◆ **TASK**
Could you turn the entries below, starting at the line containing "Every instance of the dark towel" and ending at the line containing "[(134, 184), (277, 185)]", into a numbered list with blank lines left out?

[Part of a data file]

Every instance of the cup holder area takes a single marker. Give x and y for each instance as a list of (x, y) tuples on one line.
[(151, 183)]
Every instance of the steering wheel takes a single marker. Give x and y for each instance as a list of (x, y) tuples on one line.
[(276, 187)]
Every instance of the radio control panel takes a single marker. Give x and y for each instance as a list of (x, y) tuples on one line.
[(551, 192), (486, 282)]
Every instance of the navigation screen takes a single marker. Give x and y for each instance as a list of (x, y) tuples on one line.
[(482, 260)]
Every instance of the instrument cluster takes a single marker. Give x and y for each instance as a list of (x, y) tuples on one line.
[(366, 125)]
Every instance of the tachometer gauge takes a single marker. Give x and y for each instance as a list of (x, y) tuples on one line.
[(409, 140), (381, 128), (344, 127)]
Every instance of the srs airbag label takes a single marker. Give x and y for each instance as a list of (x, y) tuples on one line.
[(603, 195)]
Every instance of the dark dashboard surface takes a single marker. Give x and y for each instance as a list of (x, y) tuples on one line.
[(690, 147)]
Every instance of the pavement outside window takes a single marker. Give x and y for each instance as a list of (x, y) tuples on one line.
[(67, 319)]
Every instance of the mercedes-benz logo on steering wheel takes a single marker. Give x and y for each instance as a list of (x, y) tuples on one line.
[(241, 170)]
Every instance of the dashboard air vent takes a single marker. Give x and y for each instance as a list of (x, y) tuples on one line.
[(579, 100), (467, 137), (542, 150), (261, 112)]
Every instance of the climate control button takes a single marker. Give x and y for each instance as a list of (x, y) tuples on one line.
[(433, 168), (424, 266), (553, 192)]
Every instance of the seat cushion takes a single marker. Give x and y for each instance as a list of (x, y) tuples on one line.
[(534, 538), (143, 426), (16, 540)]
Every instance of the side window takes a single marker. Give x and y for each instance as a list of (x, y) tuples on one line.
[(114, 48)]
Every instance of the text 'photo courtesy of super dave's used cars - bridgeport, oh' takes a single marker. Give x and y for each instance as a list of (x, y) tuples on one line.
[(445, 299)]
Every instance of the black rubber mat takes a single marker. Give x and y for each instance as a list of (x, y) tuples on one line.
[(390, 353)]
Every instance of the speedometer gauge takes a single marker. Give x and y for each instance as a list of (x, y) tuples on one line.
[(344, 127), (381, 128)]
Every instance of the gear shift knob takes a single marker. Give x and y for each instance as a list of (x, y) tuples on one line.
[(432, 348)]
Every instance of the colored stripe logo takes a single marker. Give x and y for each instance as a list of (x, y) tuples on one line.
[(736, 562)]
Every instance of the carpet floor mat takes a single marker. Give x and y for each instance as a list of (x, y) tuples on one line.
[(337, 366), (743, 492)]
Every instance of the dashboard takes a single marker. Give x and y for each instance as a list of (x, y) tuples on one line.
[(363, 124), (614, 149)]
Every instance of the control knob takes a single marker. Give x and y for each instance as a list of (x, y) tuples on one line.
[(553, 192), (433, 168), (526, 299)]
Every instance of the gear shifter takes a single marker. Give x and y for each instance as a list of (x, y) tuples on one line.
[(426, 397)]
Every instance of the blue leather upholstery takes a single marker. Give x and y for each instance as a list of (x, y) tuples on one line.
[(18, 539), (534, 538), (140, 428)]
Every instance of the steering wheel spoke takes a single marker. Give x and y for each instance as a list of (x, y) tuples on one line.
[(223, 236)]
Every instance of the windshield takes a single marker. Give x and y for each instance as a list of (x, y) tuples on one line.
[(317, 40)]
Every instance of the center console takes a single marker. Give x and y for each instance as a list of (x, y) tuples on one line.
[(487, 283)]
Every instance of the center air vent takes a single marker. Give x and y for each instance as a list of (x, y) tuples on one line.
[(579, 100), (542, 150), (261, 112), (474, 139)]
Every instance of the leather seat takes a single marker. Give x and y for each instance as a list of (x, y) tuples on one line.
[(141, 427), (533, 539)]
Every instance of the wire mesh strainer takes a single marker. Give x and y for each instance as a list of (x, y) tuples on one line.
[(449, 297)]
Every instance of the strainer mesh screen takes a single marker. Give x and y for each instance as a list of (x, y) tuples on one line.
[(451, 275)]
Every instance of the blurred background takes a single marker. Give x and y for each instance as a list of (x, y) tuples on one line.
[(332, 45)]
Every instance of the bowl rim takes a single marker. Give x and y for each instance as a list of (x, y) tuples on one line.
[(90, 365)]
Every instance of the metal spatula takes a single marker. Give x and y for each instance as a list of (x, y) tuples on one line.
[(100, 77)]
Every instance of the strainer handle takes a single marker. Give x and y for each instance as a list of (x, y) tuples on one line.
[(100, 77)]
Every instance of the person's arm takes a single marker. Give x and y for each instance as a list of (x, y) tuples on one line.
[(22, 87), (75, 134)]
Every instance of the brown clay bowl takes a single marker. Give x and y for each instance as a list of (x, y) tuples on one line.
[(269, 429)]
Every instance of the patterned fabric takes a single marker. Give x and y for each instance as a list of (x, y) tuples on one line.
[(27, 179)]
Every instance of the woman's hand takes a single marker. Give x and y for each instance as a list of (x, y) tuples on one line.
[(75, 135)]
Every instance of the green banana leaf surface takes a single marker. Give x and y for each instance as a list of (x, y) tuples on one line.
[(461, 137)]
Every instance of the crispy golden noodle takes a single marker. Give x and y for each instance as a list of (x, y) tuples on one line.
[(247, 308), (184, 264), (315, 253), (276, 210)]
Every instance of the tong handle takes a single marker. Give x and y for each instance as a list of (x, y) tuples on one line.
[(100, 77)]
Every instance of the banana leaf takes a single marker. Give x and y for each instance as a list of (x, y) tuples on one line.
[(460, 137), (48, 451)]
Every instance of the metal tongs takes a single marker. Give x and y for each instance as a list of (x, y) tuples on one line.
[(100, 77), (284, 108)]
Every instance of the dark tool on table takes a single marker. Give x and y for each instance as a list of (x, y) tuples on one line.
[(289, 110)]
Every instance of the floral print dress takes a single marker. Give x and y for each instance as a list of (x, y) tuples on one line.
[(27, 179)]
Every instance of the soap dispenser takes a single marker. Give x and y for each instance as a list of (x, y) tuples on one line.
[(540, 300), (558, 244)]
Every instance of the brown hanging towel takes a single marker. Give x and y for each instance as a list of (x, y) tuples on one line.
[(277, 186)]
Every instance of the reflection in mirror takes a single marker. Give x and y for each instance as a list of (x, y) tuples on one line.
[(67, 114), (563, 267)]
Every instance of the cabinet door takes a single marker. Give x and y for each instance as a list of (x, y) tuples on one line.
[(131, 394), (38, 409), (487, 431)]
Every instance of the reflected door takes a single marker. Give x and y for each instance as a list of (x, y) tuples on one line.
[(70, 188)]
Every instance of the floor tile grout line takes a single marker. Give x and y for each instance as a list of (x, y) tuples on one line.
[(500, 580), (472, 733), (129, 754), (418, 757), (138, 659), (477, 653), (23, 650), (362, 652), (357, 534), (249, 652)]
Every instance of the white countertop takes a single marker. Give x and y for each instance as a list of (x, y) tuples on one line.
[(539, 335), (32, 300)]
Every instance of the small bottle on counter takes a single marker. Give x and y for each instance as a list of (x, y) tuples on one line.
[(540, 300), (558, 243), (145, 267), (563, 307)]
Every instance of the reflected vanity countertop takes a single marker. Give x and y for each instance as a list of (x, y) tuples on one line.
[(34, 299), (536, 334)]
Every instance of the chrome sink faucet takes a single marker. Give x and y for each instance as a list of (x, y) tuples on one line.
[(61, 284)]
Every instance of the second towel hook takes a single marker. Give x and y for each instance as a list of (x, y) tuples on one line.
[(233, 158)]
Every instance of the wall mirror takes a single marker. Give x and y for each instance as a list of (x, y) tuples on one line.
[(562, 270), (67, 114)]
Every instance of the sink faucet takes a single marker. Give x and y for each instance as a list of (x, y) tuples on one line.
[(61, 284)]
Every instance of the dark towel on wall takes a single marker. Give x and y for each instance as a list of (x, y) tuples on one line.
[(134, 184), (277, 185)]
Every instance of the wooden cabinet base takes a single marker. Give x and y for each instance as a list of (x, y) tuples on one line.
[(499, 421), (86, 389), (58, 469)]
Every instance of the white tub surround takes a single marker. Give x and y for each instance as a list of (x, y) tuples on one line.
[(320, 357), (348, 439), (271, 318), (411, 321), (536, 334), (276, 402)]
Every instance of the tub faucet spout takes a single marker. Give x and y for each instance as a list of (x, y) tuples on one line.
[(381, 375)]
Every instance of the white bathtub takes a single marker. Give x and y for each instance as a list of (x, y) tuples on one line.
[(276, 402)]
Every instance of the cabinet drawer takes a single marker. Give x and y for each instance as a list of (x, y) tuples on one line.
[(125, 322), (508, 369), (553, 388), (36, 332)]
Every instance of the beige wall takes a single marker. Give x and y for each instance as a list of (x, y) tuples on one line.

◆ **RIGHT ANSWER**
1. Every instance of the dark towel on wall takes a single marker. Give x and y for each instance as a list of (x, y) tuples on one line.
2. [(134, 184), (277, 185)]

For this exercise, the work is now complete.